• _Directive_
Gather every line of the listing below that contains the word "glow" and copy each one unchanged.

• _The data_

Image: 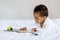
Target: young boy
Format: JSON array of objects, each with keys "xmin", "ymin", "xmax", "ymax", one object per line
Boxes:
[{"xmin": 21, "ymin": 4, "xmax": 55, "ymax": 32}]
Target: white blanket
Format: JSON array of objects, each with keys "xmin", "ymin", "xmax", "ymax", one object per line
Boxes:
[{"xmin": 0, "ymin": 19, "xmax": 60, "ymax": 40}]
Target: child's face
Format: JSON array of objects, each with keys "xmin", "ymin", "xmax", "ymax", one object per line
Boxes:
[{"xmin": 34, "ymin": 12, "xmax": 46, "ymax": 23}]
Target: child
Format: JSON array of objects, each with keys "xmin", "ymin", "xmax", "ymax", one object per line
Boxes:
[{"xmin": 21, "ymin": 4, "xmax": 55, "ymax": 32}]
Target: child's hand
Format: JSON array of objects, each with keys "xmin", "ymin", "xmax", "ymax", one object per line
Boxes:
[
  {"xmin": 31, "ymin": 28, "xmax": 37, "ymax": 32},
  {"xmin": 20, "ymin": 27, "xmax": 27, "ymax": 31}
]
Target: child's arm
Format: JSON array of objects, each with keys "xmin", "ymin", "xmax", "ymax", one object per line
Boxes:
[{"xmin": 20, "ymin": 27, "xmax": 27, "ymax": 31}]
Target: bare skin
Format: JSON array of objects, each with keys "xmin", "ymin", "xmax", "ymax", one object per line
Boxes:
[{"xmin": 21, "ymin": 12, "xmax": 46, "ymax": 32}]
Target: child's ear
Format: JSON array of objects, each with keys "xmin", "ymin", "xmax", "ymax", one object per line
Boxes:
[{"xmin": 43, "ymin": 16, "xmax": 46, "ymax": 19}]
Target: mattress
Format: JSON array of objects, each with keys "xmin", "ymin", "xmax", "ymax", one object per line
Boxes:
[{"xmin": 0, "ymin": 19, "xmax": 60, "ymax": 40}]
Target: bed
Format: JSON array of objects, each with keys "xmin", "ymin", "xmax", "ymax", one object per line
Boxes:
[{"xmin": 0, "ymin": 19, "xmax": 60, "ymax": 40}]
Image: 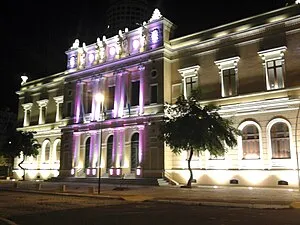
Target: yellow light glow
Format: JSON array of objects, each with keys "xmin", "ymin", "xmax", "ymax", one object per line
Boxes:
[
  {"xmin": 268, "ymin": 15, "xmax": 287, "ymax": 23},
  {"xmin": 215, "ymin": 31, "xmax": 229, "ymax": 38},
  {"xmin": 236, "ymin": 24, "xmax": 251, "ymax": 32},
  {"xmin": 243, "ymin": 171, "xmax": 270, "ymax": 185}
]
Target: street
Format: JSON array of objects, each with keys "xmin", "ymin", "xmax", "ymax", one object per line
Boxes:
[{"xmin": 0, "ymin": 191, "xmax": 300, "ymax": 225}]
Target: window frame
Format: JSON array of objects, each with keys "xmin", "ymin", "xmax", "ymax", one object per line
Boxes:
[
  {"xmin": 237, "ymin": 120, "xmax": 263, "ymax": 161},
  {"xmin": 267, "ymin": 118, "xmax": 296, "ymax": 168},
  {"xmin": 215, "ymin": 56, "xmax": 240, "ymax": 98},
  {"xmin": 258, "ymin": 46, "xmax": 287, "ymax": 91},
  {"xmin": 178, "ymin": 65, "xmax": 200, "ymax": 98}
]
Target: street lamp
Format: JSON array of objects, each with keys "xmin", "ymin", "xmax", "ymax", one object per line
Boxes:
[{"xmin": 95, "ymin": 93, "xmax": 104, "ymax": 194}]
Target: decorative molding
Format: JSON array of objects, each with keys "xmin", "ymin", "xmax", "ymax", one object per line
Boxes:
[
  {"xmin": 36, "ymin": 99, "xmax": 49, "ymax": 107},
  {"xmin": 22, "ymin": 103, "xmax": 33, "ymax": 110},
  {"xmin": 178, "ymin": 65, "xmax": 200, "ymax": 77}
]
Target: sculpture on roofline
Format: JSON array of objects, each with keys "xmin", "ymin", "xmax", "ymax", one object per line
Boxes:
[{"xmin": 97, "ymin": 36, "xmax": 106, "ymax": 62}]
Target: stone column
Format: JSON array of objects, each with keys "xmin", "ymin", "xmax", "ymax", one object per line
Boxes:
[
  {"xmin": 74, "ymin": 80, "xmax": 83, "ymax": 123},
  {"xmin": 72, "ymin": 133, "xmax": 80, "ymax": 168},
  {"xmin": 22, "ymin": 103, "xmax": 33, "ymax": 127},
  {"xmin": 117, "ymin": 128, "xmax": 125, "ymax": 168},
  {"xmin": 112, "ymin": 129, "xmax": 119, "ymax": 167},
  {"xmin": 118, "ymin": 73, "xmax": 126, "ymax": 117},
  {"xmin": 113, "ymin": 72, "xmax": 122, "ymax": 118},
  {"xmin": 91, "ymin": 77, "xmax": 100, "ymax": 121},
  {"xmin": 53, "ymin": 96, "xmax": 64, "ymax": 122},
  {"xmin": 138, "ymin": 126, "xmax": 145, "ymax": 166},
  {"xmin": 138, "ymin": 65, "xmax": 145, "ymax": 115}
]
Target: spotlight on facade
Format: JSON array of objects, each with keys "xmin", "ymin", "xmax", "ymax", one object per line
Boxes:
[
  {"xmin": 229, "ymin": 179, "xmax": 239, "ymax": 184},
  {"xmin": 21, "ymin": 75, "xmax": 28, "ymax": 85},
  {"xmin": 95, "ymin": 93, "xmax": 104, "ymax": 102},
  {"xmin": 278, "ymin": 180, "xmax": 289, "ymax": 185}
]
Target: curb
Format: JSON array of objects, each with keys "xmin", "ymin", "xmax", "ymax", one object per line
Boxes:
[
  {"xmin": 1, "ymin": 189, "xmax": 292, "ymax": 209},
  {"xmin": 153, "ymin": 199, "xmax": 291, "ymax": 209},
  {"xmin": 0, "ymin": 217, "xmax": 17, "ymax": 225}
]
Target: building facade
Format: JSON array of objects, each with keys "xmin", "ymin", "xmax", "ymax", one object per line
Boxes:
[
  {"xmin": 105, "ymin": 0, "xmax": 151, "ymax": 37},
  {"xmin": 16, "ymin": 4, "xmax": 300, "ymax": 188}
]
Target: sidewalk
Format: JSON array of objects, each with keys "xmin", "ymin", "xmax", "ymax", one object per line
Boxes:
[{"xmin": 0, "ymin": 181, "xmax": 300, "ymax": 209}]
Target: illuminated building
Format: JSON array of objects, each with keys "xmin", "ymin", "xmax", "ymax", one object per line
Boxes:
[
  {"xmin": 105, "ymin": 0, "xmax": 151, "ymax": 37},
  {"xmin": 14, "ymin": 4, "xmax": 300, "ymax": 187}
]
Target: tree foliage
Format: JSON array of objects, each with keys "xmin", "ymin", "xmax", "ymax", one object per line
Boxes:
[{"xmin": 161, "ymin": 90, "xmax": 240, "ymax": 187}]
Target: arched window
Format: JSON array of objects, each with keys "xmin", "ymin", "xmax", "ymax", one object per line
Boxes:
[
  {"xmin": 130, "ymin": 133, "xmax": 140, "ymax": 170},
  {"xmin": 41, "ymin": 140, "xmax": 51, "ymax": 163},
  {"xmin": 84, "ymin": 137, "xmax": 91, "ymax": 168},
  {"xmin": 270, "ymin": 122, "xmax": 291, "ymax": 159},
  {"xmin": 55, "ymin": 140, "xmax": 61, "ymax": 162},
  {"xmin": 106, "ymin": 135, "xmax": 114, "ymax": 172},
  {"xmin": 242, "ymin": 124, "xmax": 260, "ymax": 159}
]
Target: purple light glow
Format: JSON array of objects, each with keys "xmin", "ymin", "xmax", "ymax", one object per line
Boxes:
[
  {"xmin": 89, "ymin": 53, "xmax": 95, "ymax": 64},
  {"xmin": 139, "ymin": 67, "xmax": 144, "ymax": 114},
  {"xmin": 109, "ymin": 47, "xmax": 116, "ymax": 56},
  {"xmin": 132, "ymin": 39, "xmax": 140, "ymax": 50},
  {"xmin": 151, "ymin": 29, "xmax": 159, "ymax": 44},
  {"xmin": 75, "ymin": 81, "xmax": 82, "ymax": 123}
]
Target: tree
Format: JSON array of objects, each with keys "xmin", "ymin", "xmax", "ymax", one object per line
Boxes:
[
  {"xmin": 0, "ymin": 131, "xmax": 41, "ymax": 180},
  {"xmin": 161, "ymin": 90, "xmax": 240, "ymax": 188}
]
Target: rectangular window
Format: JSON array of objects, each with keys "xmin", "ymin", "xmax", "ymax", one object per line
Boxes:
[
  {"xmin": 186, "ymin": 150, "xmax": 200, "ymax": 161},
  {"xmin": 222, "ymin": 68, "xmax": 237, "ymax": 97},
  {"xmin": 107, "ymin": 86, "xmax": 115, "ymax": 110},
  {"xmin": 184, "ymin": 76, "xmax": 198, "ymax": 97},
  {"xmin": 41, "ymin": 107, "xmax": 47, "ymax": 123},
  {"xmin": 150, "ymin": 84, "xmax": 158, "ymax": 104},
  {"xmin": 86, "ymin": 91, "xmax": 93, "ymax": 113},
  {"xmin": 266, "ymin": 59, "xmax": 284, "ymax": 90},
  {"xmin": 131, "ymin": 80, "xmax": 140, "ymax": 106},
  {"xmin": 25, "ymin": 110, "xmax": 31, "ymax": 126},
  {"xmin": 66, "ymin": 102, "xmax": 72, "ymax": 117},
  {"xmin": 58, "ymin": 103, "xmax": 63, "ymax": 120}
]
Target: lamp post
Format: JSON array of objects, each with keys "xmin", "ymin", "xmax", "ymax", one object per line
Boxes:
[{"xmin": 96, "ymin": 93, "xmax": 104, "ymax": 195}]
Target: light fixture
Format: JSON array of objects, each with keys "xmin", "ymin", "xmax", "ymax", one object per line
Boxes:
[
  {"xmin": 132, "ymin": 39, "xmax": 140, "ymax": 50},
  {"xmin": 151, "ymin": 29, "xmax": 159, "ymax": 44},
  {"xmin": 109, "ymin": 47, "xmax": 116, "ymax": 56}
]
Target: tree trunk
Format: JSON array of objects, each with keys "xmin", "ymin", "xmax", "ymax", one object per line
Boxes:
[
  {"xmin": 18, "ymin": 157, "xmax": 26, "ymax": 181},
  {"xmin": 186, "ymin": 148, "xmax": 194, "ymax": 188}
]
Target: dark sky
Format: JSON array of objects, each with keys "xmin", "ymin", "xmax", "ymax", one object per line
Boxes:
[{"xmin": 0, "ymin": 0, "xmax": 295, "ymax": 111}]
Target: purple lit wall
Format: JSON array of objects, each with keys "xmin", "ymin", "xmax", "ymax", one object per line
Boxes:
[
  {"xmin": 72, "ymin": 133, "xmax": 80, "ymax": 168},
  {"xmin": 75, "ymin": 81, "xmax": 82, "ymax": 123},
  {"xmin": 138, "ymin": 126, "xmax": 145, "ymax": 166},
  {"xmin": 139, "ymin": 66, "xmax": 145, "ymax": 114}
]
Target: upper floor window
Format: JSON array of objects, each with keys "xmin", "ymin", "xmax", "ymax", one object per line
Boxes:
[
  {"xmin": 270, "ymin": 122, "xmax": 291, "ymax": 159},
  {"xmin": 215, "ymin": 57, "xmax": 240, "ymax": 97},
  {"xmin": 241, "ymin": 121, "xmax": 260, "ymax": 159},
  {"xmin": 178, "ymin": 65, "xmax": 200, "ymax": 98},
  {"xmin": 258, "ymin": 46, "xmax": 286, "ymax": 90},
  {"xmin": 22, "ymin": 103, "xmax": 33, "ymax": 127},
  {"xmin": 53, "ymin": 96, "xmax": 64, "ymax": 122},
  {"xmin": 37, "ymin": 99, "xmax": 48, "ymax": 124},
  {"xmin": 130, "ymin": 80, "xmax": 140, "ymax": 106},
  {"xmin": 150, "ymin": 84, "xmax": 158, "ymax": 104},
  {"xmin": 107, "ymin": 86, "xmax": 115, "ymax": 110}
]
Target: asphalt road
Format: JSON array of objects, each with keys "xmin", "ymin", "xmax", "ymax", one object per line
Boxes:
[{"xmin": 0, "ymin": 191, "xmax": 300, "ymax": 225}]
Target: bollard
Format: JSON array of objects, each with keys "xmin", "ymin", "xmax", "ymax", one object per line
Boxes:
[
  {"xmin": 14, "ymin": 182, "xmax": 19, "ymax": 188},
  {"xmin": 60, "ymin": 184, "xmax": 66, "ymax": 192},
  {"xmin": 88, "ymin": 186, "xmax": 95, "ymax": 194},
  {"xmin": 36, "ymin": 183, "xmax": 42, "ymax": 191}
]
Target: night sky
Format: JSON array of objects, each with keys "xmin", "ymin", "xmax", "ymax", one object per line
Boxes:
[{"xmin": 0, "ymin": 0, "xmax": 295, "ymax": 112}]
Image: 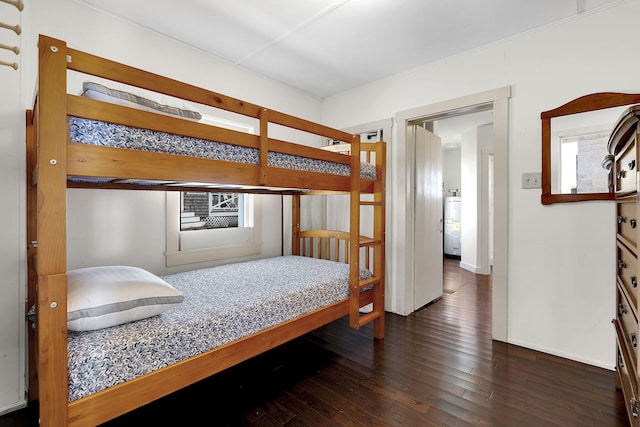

• _Completed task_
Target: yellow light glow
Target: purple light glow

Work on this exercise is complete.